___ SUPPLIED RECORDS

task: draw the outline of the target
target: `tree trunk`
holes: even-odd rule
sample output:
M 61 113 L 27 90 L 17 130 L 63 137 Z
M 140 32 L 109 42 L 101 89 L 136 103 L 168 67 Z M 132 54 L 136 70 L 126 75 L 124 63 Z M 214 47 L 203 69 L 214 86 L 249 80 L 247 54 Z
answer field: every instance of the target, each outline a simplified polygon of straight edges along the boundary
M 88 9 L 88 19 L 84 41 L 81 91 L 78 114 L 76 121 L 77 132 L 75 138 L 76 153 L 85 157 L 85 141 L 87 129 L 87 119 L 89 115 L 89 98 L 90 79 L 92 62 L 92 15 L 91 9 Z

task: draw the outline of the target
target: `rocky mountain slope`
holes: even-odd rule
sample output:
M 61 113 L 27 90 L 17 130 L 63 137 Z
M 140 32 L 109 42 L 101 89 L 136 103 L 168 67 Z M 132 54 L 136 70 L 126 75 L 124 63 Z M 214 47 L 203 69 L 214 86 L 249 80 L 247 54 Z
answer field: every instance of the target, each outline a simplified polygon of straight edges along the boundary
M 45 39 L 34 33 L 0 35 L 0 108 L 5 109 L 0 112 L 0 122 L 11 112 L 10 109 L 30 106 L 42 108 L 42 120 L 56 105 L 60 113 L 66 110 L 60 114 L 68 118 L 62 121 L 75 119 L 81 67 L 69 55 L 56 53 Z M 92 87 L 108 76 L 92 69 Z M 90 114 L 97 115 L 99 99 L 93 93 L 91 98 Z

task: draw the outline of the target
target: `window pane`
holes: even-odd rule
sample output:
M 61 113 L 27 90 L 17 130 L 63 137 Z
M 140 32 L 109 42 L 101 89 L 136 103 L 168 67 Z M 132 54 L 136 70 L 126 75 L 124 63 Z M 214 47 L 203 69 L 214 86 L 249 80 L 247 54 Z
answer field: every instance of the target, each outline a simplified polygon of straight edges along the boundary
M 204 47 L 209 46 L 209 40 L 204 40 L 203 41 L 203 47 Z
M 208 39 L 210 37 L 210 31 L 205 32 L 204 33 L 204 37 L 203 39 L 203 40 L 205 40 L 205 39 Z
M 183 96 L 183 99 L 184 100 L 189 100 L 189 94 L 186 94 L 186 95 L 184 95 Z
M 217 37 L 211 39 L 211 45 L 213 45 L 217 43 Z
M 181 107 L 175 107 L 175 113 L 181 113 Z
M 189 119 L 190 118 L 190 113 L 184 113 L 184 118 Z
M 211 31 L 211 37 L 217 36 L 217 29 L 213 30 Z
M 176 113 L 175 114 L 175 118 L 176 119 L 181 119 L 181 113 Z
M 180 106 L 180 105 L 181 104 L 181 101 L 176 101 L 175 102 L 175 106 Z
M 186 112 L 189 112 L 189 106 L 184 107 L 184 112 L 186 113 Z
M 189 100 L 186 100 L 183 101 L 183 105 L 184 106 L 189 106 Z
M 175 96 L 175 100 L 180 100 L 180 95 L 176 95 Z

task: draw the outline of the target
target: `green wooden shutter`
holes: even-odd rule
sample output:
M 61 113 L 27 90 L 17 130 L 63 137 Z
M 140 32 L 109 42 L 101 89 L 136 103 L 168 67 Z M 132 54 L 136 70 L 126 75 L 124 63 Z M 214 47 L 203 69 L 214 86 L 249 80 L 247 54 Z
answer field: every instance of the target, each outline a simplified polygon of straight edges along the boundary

______

▸ **STATED TASK**: Copy out all of the items above, keeping every line the same.

▸ **FULL RESPONSE**:
task: draw the outline of the target
target: `tree trunk`
holes: even-odd rule
sample output:
M 61 113 L 27 90 L 17 130 L 63 137 Z
M 140 32 L 109 42 L 101 89 L 136 103 L 168 67 Z M 132 54 L 136 70 L 126 75 L 124 63 Z M 214 47 L 203 69 L 214 86 L 249 80 L 247 54 Z
answer field: every instance of the target, each outline a simplified polygon of straight edges along the boundary
M 88 9 L 88 19 L 84 41 L 81 91 L 78 114 L 76 121 L 77 132 L 75 138 L 76 153 L 85 157 L 85 141 L 87 129 L 87 119 L 89 115 L 89 98 L 90 79 L 92 62 L 92 15 L 91 9 Z

task: draw the outline of the target
target: `rocky mountain slope`
holes: even-odd rule
sample output:
M 61 113 L 27 90 L 17 130 L 63 137 Z
M 140 32 L 109 42 L 101 89 L 136 103 L 168 67 Z M 132 54 L 136 70 L 126 75 L 124 63 Z M 214 47 L 203 69 L 214 86 L 249 80 L 247 54 Z
answer field: every instance of the target, each outline a simplified polygon of straight edges along the boundary
M 45 39 L 34 33 L 0 35 L 0 108 L 5 109 L 0 112 L 0 122 L 11 112 L 10 109 L 30 106 L 42 108 L 42 120 L 56 105 L 60 113 L 66 110 L 60 114 L 68 118 L 62 121 L 75 119 L 81 67 L 69 55 L 56 53 Z M 92 87 L 108 76 L 92 69 Z M 90 114 L 97 115 L 99 99 L 93 93 L 91 98 Z

task: draw the outline of the target
target: `window pane`
holes: even-odd rule
sample output:
M 61 113 L 27 90 L 17 130 L 63 137 Z
M 140 32 L 109 42 L 101 89 L 136 103 L 168 67 Z M 132 54 L 136 70 L 126 75 L 124 63 Z M 214 47 L 203 69 L 214 86 L 249 80 L 247 54 Z
answer field: every instance of the target, each outline a simplified polygon of straight edges along the boundary
M 204 47 L 209 46 L 209 40 L 204 40 L 203 41 L 203 47 Z
M 208 39 L 210 37 L 210 31 L 205 32 L 204 33 L 204 37 L 203 39 L 203 40 L 205 40 L 205 39 Z
M 183 96 L 183 99 L 184 100 L 189 100 L 189 94 L 186 94 L 186 95 L 184 95 Z
M 217 37 L 211 39 L 211 45 L 213 45 L 217 43 Z
M 181 107 L 175 107 L 175 113 L 181 113 Z
M 189 119 L 190 118 L 190 113 L 184 113 L 184 118 Z
M 211 31 L 211 37 L 217 36 L 217 29 L 213 30 Z
M 176 113 L 175 114 L 175 118 L 176 119 L 181 119 L 181 113 Z
M 180 106 L 180 105 L 181 104 L 181 101 L 176 101 L 175 102 L 175 106 Z
M 186 112 L 189 112 L 189 106 L 184 107 L 184 112 L 186 113 Z
M 189 100 L 186 100 L 183 101 L 183 105 L 184 106 L 189 106 Z
M 175 96 L 175 100 L 180 100 L 180 95 L 176 95 Z

task: draw the outline of the target
target: `green wooden shutter`
holes: even-odd rule
sample output:
M 61 113 L 27 90 L 17 130 L 63 137 Z
M 140 32 L 109 42 L 101 89 L 136 103 L 168 67 Z M 132 54 L 136 70 L 126 75 L 124 63 Z M 214 47 L 203 69 L 214 86 L 249 80 L 247 54 Z
answer field: every instance of the target, each outline a simplified polygon of straight edges along the boundary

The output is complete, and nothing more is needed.